• **Selected extract**
____________________

KATHMANDU, August 18: Nepal was successful in reducing significantly poverty headcount from 30.1 percent in 2014 to 17.4 percent in 2019.
Releasing the Multidimensional Poverty Index (MPI)-2021 Report on Wednesday, the National Planning Commission (NPC) said that about 17 individuals out of every 100 people in the country are below the poverty line. Cumulatively, 4.98 million of people in Nepal are still without access to minimum essentials for their daily lives.
According to the NPC, the country’s poverty status is based on the statistics of 2019, just before the COVID-19 hit the country. The government body conducted a survey of 53,815 people from 12,800 households to prepare the country’s MPI.
The report shows that 39.5 percent of the people in Karnali Province are poor. The figure is 25.3 percent for Sudurpaschim Province, the second in the row.
Considering the headcounts, Province 2 has the largest number of poor people. According to the NPC, Province 2 consists of 1.29 million poor people though the province has been able to significantly reduce the number of poor people compared to the statistics of 2014.
The deprivation of the poor people in housing and cooking fuel was the highest with 16.2 percent each. Over the period, Nepal got success in reducing the child mortality rate down to 0.9 percent.
Speaking at the virtual report-launching, NPC Vice-chairman Bishwo Poudel said poverty is not equally distributed in various regions of the country. He called for implementing targeted policies to reduce poverty mainly in Karnali Province and Sudurpaschim Province.
The United Nations Development Programme (UNDP) has estimated that an additional 3.1 million of Nepalis could fall into poverty in the post pandemic period. Ayshanie Labe, UNDP Resident Representative for Nepal, said the organization has projected that additionally two million children will suffer as they are deprived of going to school due to impacts of the pandemic.
The MPI based poverty report is developed jointly by the NPC and the UK-based Oxford University’s leading centre on multidimensional poverty, Oxford Poverty and Human Development Initiative (OPHI). It considers 10 indicators to assess a country’s poverty level.
This is the second time Nepal has come up with the poverty estimation using the MPI as an official tool to measure national poverty. Nepal used the threshold for the first time in 2017.

____________________

• **Data to examine**
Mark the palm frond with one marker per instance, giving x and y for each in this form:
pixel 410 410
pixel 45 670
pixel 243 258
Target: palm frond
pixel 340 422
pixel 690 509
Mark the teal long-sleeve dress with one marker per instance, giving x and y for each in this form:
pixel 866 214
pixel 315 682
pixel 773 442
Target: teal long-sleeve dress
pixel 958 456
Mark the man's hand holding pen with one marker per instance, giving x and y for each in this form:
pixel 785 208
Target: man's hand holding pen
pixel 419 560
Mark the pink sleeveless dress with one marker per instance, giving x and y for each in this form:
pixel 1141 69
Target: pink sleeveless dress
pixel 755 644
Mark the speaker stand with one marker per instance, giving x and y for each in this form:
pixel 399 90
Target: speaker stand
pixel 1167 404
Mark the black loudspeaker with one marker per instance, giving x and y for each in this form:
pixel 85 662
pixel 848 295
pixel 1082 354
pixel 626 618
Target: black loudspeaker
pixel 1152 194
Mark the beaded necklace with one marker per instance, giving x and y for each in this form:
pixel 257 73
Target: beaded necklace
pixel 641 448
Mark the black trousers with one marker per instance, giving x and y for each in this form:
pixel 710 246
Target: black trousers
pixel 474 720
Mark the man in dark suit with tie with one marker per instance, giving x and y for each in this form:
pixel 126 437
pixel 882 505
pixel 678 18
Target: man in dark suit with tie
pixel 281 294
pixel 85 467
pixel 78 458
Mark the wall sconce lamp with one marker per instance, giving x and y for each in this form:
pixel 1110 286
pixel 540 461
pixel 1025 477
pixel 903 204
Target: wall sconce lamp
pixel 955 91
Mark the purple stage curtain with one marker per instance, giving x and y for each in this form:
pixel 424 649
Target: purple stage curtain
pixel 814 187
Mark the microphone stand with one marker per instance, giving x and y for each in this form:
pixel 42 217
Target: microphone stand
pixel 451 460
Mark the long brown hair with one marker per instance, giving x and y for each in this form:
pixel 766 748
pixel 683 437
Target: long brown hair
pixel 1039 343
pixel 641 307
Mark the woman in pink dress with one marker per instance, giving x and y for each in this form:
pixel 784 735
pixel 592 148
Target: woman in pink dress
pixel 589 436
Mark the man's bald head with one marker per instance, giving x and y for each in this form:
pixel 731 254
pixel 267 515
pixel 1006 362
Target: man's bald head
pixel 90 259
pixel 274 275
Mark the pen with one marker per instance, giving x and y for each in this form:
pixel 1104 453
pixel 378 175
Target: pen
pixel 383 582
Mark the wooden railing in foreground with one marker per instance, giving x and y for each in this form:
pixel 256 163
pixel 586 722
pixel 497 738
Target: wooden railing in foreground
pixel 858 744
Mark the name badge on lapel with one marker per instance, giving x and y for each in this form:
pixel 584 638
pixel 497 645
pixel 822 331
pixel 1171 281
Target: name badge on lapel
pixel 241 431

____________________

• **Task instructions**
**1.** List every province named in the news item on Nepal's poverty index.
**2.** Answer these questions from the news item on Nepal's poverty index:
(a) How many households did the survey cover?
(b) What percentage of people in Karnali Province are poor?
(c) In what year did Nepal first use the MPI threshold?
The entries come from a different source than the news item.

• **Written responses**
**1.**
Karnali Province
Sudurpaschim Province
Province 2

**2.**
(a) 12,800 households
(b) 39.5 percent
(c) 2017